My mother was only 43 when she lost her fight with breast cancer. Because my mom was diagnosed so young, I regularly performed breast self-exams. In May 1990, at the age of 40, when I was busy taking care of my young children, I detected lumps in my left breast. I received a lumpectomy, and although the results were benign, I developed a lump under my arm around the same time. My doctor said it was a swollen lymph gland, likely related to the surgery. He told me it was nothing and that I didn’t have to worry.

But I did worry. My cousin had just been diagnosed with cancer around Christmas, and although my mammogram was negative in January 1991, I opted for a biopsy anyway. During the procedure, doctors removed the lymph node, and to my surprise, the results revealed a diagnosis of encapsulated metastatic carcinoma. A doctor friend who’d trained at the National Institute of Health (NIH) recommended I go to Fox Chase Cancer Center. He’d worked with Dr. Lori J. Goldstein at the NIH, and she had just joined Fox Chase. I knew that’s where I wanted to go.

Dr. Goldstein, a medical oncologist specializing in breast cancer, created the Breast Evaluation Center at Fox Chase in 1990 and is a leader in the Center’s breast cancer research program. Although many of my tests still proved negative for cancer, one blood marker tested positive.

Per Dr. Goldstein’s recommendation, I opted for a mastectomy, performed by Fox Chase surgical oncologist Dr. John Hoffman. He performed a mastectomy and removed 15 lymph nodes. Because my mother’s breast cancer had recurred under her scar tissue, I opted not to have reconstructive surgery and wore prosthesis instead. After a round of chemotherapy, I was considered cancer free.

During my treatment, I had taken leave from my job in real estate for quite a while. I spent most of my time recuperating. I had previously worked as a nurse before I had my children. While lying in the hospital bed, I realized I could do it again and decided to go back to nursing.

For the next 15 years, I worked as a nurse and continued to watch my children grow up. That happy state of affairs continued until I found a lump in my right breast in September 2006. The next day, I was at Fox Chase for a mammogram, an ultrasound, and a needle biopsy. A few days later, I got the call. They told me what I already knew—I had cancer.

:::

▶ _Study questions_
1. Pull out everything in the breast cancer account from "For the next" down to "knew—I had cancer.", copied word for word.
2. In the breast cancer account, how many lymph nodes did Dr. John Hoffman remove during the mastectomy?
3. Please carry on the breast cancer account from the point where it stops.
The records are separate material and have nothing to do with the breast cancer account.

:::

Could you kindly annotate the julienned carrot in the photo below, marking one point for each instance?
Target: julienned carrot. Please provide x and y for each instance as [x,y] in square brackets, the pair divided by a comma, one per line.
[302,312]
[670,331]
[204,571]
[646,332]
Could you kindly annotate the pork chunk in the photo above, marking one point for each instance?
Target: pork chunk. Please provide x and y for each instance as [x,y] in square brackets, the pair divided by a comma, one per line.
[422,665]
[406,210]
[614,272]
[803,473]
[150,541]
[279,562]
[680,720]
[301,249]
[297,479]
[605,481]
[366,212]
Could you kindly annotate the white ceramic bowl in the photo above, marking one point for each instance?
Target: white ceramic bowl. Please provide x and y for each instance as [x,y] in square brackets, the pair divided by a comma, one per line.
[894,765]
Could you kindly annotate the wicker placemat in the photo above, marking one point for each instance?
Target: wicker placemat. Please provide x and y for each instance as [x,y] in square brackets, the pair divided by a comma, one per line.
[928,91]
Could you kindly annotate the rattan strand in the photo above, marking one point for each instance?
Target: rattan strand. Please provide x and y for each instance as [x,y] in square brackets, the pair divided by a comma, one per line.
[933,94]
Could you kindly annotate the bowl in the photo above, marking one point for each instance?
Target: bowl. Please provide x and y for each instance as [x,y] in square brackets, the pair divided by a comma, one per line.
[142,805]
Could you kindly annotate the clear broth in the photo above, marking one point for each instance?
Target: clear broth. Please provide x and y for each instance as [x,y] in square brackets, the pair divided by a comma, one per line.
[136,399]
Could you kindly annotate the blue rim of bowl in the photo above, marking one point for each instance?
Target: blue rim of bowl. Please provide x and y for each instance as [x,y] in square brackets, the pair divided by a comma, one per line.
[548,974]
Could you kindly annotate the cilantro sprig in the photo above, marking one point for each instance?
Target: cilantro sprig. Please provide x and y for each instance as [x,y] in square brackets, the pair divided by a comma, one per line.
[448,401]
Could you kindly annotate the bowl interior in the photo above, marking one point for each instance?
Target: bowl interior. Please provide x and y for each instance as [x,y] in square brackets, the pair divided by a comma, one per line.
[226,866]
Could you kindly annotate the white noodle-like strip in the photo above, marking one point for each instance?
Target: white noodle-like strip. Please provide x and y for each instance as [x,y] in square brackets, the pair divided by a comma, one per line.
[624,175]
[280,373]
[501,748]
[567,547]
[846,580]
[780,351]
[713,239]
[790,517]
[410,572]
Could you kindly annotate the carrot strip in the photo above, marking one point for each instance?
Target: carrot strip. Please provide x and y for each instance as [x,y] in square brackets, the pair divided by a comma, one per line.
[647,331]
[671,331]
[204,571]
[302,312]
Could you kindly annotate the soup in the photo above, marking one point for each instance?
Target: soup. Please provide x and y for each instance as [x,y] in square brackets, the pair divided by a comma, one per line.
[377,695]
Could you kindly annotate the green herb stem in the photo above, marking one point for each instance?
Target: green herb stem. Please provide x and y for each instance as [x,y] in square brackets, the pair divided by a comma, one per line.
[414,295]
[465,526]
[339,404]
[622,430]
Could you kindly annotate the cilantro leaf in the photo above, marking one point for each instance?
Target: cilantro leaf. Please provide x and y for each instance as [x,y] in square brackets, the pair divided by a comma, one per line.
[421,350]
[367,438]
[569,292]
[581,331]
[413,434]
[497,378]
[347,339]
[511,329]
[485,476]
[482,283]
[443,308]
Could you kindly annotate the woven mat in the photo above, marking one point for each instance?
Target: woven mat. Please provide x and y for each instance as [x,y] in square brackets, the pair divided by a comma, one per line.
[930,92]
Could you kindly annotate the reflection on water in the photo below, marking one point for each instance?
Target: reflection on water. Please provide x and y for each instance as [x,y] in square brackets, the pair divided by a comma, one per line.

:::

▶ _Answers for this exercise_
1.
For the next 15 years, I worked as a nurse and continued to watch my children grow up. That happy state of affairs continued until I found a lump in my right breast in September 2006. The next day, I was at Fox Chase for a mammogram, an ultrasound, and a needle biopsy. A few days later, I got the call. They told me what I already knew—I had cancer.

2. He removed 15 lymph nodes.

3.
Within nine days of finding the lump, a team that included breast surgeon Dr. Richard J. Bleicher performed my second mastectomy. It was incredible--I was home from the hospital the next day and went to Rosh Hashanah dinner that night. I barely even needed pain medication. Afterwards, I underwent six chemotherapy treatments and was told my blood work looked good.

I took a leave of absence from my nursing job at the time, but I just kept plugging along. My kids were older during this second diagnosis, and we all managed very well.

By 2009, I was convinced my chances of getting breast cancer again were slim. I met with Dr. Neal S. Topham, chief of plastic and reconstructive surgery at Fox Chase, and decided to undergo reconstructive surgery.

I opted for a bilateral TRAM flap, which utilizes a portion of skin, fat, and muscle from the abdomen to form new breasts. After all I’d been through, I was absolutely thrilled with the results. I have natural-feeling breasts, and my stomach is flat as can be. Even though it took me three months to recover, I would do it again in a heartbeat. The doctors at Fox Chase were thorough--they didn't leave a stone unturned.

It’s been a long road. The genetic research is much more advanced than the first time I had cancer. I’m a firm believer in being proactive and being your own advocate. Ultimately, we’re all responsible for our own decisions when it comes to our health. I now have three granddaughters and a grandson, and I continue to work as a nurse and spend my free time babysitting, golfing, and reading.

When diagnosed with cancer, I would tell someone to just keep a positive attitude and continue with your life. This is a bump in the road, and before you know it, it will be over and will be a memory.